##### TEXT BLOCK

31.Jan.2009 This Was My Week: January 30
Monday
It’s a good thing I don’t play hockey in a league in which winning actually matters. Because there we are, with two minutes left in the third and a one goal lead. It’s the playoffs – well, it’s playoffish, given the “play nice” ethos mentioned off the top.
Anyway, with two minutes left I get a penalty. It’s a collision, accidental, my stick tangling between the legs of the defender racing towards me with the puck. I ask the ref what my penalty’s for – and he kind of shrugs. Decides it’s “interference”.
45 seconds into my penalty, our opponents score. The game ends in a tie, the victory that should be ours already a distant memory. I skate back to our bench, head bowed.
Tuesday
I push my way into the depths of Jet Fuel, and after a few awkward minutes I’m able to commandeer a table and start some work. It’s been months, but at Jet Fuel it’s the same, the same and more of the same.
Thank god.

##########

Print the weekly diary entry above word for word, from start to finish.

##### EXTRACTED MATERIAL

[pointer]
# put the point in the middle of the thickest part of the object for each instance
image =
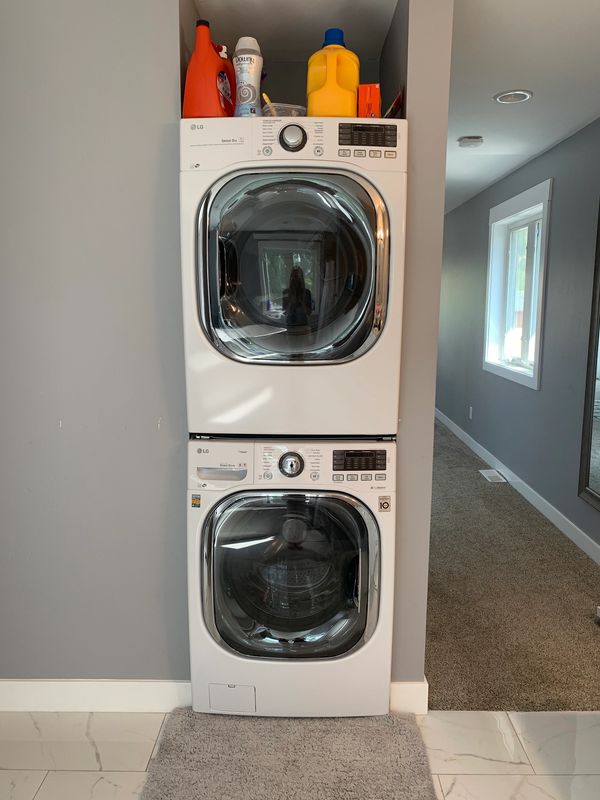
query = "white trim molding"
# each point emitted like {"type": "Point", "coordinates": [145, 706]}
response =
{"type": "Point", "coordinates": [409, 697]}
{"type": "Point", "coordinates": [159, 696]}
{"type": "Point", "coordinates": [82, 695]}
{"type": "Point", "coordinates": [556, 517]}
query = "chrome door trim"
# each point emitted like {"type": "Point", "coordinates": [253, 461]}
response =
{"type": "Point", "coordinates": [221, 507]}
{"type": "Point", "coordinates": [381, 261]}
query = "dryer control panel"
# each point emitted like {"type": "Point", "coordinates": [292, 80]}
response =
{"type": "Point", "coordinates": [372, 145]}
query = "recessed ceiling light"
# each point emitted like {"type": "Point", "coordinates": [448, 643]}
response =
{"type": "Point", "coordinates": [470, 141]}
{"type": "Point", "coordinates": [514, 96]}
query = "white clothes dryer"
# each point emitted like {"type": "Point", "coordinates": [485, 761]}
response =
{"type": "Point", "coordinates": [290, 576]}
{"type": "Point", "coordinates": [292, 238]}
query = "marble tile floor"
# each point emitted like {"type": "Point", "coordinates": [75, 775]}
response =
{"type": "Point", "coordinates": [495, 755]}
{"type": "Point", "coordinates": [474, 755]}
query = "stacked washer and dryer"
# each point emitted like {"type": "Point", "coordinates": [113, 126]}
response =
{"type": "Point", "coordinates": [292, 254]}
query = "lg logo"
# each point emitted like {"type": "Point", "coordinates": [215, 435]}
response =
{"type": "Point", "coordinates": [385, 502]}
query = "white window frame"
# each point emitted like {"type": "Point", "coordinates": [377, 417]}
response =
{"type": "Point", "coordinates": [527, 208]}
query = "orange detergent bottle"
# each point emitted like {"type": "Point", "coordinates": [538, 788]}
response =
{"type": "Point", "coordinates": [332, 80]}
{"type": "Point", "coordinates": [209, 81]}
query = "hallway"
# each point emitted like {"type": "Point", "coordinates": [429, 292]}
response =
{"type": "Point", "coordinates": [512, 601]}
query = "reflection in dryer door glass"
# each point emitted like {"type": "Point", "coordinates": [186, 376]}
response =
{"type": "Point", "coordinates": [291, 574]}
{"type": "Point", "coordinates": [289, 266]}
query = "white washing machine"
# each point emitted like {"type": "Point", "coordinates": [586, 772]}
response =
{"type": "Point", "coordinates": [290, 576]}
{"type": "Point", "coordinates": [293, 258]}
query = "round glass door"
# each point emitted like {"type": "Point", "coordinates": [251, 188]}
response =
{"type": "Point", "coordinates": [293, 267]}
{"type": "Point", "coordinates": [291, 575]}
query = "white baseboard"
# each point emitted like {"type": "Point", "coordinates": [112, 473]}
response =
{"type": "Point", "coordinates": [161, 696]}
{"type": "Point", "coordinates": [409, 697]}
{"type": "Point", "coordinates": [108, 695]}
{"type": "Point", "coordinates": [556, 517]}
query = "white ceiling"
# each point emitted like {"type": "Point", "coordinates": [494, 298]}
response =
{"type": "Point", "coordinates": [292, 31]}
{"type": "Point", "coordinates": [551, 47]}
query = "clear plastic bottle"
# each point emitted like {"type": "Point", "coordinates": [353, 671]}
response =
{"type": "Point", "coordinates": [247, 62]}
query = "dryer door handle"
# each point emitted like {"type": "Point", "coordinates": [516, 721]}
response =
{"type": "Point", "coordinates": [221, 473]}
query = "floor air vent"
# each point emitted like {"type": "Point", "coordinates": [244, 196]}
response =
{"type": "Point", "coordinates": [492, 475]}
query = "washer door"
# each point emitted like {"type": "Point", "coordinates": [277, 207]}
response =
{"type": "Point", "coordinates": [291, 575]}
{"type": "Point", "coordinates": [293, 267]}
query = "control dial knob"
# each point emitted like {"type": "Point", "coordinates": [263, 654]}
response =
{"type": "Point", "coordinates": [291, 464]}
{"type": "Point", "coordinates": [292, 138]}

##########
##### EXTRACTED MATERIAL

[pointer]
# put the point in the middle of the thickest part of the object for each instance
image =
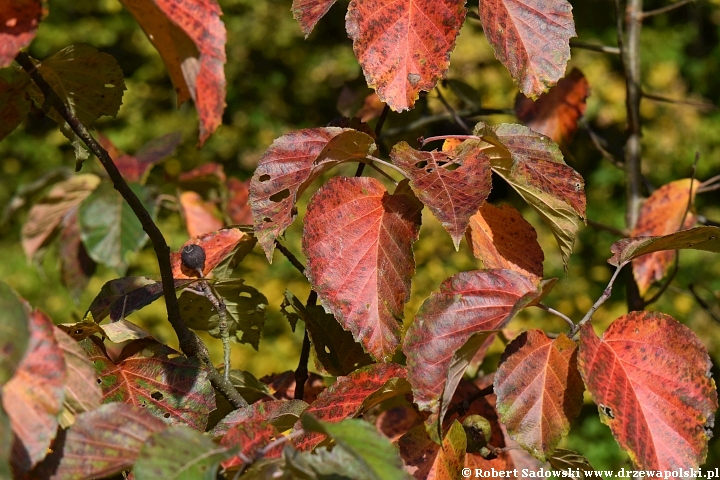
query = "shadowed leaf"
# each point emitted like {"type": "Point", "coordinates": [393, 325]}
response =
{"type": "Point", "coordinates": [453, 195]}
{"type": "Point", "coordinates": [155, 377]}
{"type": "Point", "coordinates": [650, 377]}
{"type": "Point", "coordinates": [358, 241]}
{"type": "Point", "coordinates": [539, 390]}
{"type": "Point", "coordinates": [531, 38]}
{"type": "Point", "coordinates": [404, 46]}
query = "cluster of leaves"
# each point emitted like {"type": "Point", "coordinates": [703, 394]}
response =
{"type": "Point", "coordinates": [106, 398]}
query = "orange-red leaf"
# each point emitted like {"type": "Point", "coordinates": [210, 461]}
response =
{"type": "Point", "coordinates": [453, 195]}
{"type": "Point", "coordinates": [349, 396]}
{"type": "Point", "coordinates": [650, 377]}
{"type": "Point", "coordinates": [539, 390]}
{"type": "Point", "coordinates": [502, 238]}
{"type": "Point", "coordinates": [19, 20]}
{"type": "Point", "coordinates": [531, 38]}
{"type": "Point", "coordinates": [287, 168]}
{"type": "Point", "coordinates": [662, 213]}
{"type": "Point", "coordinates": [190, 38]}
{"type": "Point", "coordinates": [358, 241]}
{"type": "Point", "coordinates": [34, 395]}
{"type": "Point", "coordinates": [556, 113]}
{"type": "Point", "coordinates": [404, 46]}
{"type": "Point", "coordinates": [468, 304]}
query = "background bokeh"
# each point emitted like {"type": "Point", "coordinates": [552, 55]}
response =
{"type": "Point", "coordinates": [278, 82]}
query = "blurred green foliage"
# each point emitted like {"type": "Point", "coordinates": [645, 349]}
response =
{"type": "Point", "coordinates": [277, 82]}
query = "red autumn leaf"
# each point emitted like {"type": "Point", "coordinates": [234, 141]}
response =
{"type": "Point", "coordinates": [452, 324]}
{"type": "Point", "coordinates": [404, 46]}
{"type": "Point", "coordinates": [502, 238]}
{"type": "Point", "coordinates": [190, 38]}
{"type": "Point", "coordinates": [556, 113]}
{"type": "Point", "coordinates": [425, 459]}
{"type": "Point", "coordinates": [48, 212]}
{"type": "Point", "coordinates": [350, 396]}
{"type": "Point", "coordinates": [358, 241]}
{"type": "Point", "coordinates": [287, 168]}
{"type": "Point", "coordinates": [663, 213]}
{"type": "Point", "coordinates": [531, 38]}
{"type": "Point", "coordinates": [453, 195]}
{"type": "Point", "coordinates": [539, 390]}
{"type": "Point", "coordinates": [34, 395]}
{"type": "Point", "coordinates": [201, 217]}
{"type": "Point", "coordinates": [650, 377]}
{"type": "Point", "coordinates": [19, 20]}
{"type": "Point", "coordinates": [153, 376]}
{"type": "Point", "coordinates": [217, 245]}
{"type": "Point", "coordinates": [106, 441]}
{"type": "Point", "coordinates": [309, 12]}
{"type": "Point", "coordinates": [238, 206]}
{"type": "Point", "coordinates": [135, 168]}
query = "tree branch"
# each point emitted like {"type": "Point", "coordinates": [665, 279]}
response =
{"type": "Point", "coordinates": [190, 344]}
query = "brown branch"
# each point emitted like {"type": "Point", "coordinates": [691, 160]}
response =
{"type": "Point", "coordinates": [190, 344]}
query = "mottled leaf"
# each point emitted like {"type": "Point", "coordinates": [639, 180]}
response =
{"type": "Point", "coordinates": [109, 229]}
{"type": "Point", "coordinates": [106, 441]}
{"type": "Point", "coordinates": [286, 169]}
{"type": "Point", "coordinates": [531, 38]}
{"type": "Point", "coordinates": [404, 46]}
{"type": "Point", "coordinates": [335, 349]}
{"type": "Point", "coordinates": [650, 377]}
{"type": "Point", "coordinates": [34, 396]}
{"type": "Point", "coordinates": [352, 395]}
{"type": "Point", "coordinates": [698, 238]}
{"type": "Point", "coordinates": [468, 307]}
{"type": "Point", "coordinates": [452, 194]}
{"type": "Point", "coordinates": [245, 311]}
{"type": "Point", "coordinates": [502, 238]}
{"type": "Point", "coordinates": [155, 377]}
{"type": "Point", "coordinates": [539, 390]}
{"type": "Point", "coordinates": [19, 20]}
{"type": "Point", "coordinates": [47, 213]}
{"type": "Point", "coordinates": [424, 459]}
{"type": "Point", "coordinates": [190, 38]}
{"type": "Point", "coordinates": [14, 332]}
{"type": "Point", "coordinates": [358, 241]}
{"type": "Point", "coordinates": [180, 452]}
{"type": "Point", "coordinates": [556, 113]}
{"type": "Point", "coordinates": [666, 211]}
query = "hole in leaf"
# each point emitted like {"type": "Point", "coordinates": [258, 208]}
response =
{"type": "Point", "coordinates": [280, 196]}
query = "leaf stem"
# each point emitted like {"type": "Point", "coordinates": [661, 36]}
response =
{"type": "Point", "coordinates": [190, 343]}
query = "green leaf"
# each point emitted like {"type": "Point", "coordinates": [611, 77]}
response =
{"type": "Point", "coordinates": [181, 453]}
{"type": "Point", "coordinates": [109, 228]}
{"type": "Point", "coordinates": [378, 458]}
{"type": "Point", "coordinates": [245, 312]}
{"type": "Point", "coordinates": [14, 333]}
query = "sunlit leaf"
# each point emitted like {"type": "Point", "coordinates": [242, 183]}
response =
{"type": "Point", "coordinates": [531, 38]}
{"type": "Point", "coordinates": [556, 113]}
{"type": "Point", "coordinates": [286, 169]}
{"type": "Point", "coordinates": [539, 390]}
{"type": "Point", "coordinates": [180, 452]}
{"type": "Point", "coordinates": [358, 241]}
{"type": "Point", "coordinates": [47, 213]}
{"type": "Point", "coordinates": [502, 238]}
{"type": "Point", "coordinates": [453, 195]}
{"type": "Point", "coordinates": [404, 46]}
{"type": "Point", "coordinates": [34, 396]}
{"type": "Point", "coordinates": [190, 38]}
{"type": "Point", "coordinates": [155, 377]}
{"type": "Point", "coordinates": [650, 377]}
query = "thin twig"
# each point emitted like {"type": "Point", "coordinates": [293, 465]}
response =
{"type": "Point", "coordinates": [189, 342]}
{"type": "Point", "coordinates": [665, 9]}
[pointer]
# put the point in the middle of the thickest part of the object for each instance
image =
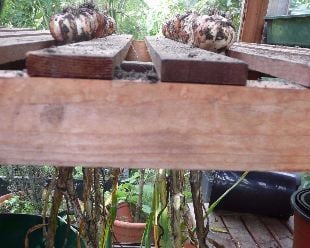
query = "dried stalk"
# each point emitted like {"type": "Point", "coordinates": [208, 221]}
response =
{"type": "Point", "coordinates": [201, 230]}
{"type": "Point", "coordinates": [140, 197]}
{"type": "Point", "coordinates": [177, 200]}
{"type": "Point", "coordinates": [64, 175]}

##########
##### EXTRACTED MATERIAL

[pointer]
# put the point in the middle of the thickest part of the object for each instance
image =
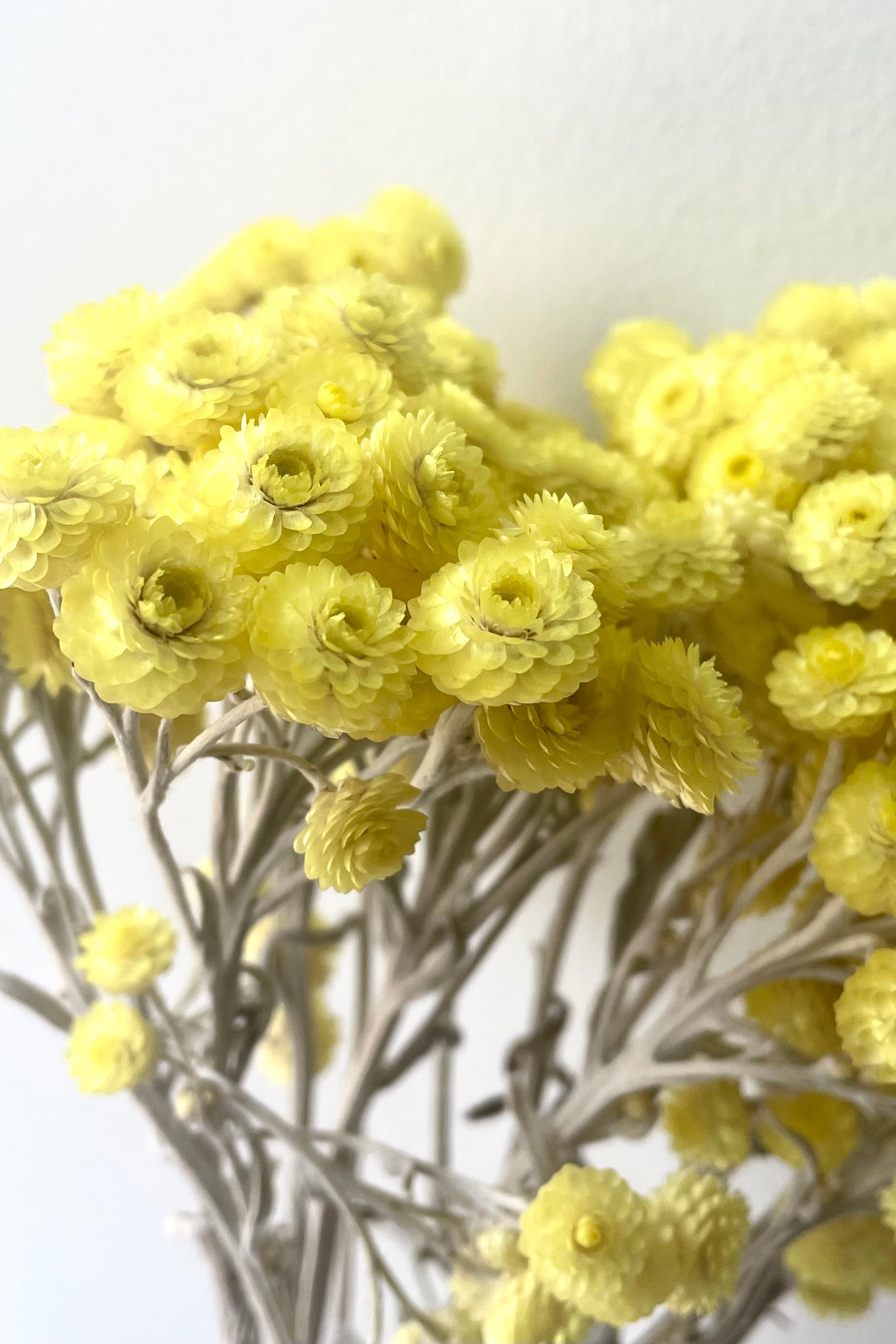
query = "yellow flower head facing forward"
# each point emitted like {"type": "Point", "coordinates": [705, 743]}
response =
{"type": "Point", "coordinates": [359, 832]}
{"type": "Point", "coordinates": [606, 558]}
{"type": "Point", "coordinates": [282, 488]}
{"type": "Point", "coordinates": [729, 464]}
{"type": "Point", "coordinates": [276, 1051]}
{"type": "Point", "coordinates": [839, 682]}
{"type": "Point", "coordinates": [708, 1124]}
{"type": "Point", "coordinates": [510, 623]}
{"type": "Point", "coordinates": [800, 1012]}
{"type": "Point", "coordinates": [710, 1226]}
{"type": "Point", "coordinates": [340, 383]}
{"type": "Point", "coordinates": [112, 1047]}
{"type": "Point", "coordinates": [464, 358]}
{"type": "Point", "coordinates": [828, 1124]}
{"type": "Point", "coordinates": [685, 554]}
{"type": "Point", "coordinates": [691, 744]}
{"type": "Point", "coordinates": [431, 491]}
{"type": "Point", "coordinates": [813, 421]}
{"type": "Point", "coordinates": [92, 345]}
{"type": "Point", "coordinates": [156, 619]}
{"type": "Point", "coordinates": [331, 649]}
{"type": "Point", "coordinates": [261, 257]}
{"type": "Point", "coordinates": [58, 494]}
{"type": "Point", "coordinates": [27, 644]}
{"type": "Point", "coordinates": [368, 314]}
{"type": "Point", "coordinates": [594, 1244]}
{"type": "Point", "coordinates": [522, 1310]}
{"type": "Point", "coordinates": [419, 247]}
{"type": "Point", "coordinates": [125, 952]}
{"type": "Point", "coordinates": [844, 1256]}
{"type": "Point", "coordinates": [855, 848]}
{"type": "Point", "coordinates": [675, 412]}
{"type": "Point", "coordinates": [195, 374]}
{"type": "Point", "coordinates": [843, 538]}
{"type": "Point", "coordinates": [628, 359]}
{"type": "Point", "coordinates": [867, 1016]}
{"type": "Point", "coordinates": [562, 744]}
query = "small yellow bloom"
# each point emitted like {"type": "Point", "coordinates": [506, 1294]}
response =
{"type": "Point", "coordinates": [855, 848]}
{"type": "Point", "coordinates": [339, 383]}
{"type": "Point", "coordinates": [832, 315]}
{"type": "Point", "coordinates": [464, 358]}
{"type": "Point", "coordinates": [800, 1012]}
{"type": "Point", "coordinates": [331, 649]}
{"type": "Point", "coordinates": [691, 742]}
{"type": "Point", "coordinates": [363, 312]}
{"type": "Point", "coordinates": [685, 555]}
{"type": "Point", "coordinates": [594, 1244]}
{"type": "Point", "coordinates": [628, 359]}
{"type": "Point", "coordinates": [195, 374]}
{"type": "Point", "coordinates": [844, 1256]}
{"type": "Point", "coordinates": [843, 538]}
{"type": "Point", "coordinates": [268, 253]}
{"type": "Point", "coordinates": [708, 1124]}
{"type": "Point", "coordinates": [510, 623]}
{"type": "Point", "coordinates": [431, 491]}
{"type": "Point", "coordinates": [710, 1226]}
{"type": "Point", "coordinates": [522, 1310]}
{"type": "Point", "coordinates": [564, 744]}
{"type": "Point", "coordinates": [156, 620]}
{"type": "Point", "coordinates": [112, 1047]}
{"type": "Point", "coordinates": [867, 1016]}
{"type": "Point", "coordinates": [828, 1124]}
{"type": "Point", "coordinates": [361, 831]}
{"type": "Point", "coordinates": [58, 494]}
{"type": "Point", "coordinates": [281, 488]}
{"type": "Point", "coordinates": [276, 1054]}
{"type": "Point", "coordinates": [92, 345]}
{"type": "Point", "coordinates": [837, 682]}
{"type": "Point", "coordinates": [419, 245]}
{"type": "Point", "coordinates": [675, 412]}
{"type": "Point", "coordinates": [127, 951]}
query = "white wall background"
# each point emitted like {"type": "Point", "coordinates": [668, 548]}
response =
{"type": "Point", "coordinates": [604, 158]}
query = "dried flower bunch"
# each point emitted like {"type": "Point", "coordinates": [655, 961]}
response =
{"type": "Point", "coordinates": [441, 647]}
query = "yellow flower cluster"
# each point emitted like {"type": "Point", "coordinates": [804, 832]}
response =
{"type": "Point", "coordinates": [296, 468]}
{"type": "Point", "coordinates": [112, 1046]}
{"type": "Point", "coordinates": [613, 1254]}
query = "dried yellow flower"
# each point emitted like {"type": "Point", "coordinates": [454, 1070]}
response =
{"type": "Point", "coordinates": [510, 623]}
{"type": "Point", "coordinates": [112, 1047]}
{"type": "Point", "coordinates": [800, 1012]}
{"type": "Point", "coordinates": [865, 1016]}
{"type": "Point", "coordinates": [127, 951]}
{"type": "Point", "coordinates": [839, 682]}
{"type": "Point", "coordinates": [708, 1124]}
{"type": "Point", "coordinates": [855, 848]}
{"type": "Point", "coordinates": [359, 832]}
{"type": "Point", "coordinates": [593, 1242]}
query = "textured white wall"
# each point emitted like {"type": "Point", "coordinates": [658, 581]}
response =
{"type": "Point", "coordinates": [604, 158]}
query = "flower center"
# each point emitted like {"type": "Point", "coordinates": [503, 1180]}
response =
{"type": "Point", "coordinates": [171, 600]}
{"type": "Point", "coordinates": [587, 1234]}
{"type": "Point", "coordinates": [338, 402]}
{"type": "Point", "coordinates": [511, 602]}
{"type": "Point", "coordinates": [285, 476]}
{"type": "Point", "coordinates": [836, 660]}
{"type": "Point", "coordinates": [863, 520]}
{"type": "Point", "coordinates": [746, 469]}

##########

*SOLUTION FOR THIS EXERCISE*:
31.Jan.2009 This Was My Week: January 30
Monday
It’s a good thing I don’t play hockey in a league in which winning actually matters. Because there we are, with two minutes left in the third and a one goal lead. It’s the playoffs – well, it’s playoffish, given the “play nice” ethos mentioned off the top.
Anyway, with two minutes left I get a penalty. It’s a collision, accidental, my stick tangling between the legs of the defender racing towards me with the puck. I ask the ref what my penalty’s for – and he kind of shrugs. Decides it’s “interference”.
45 seconds into my penalty, our opponents score. The game ends in a tie, the victory that should be ours already a distant memory. I skate back to our bench, head bowed.
Tuesday
I push my way into the depths of Jet Fuel, and after a few awkward minutes I’m able to commandeer a table and start some work. It’s been months, but at Jet Fuel it’s the same, the same and more of the same.
Thank god.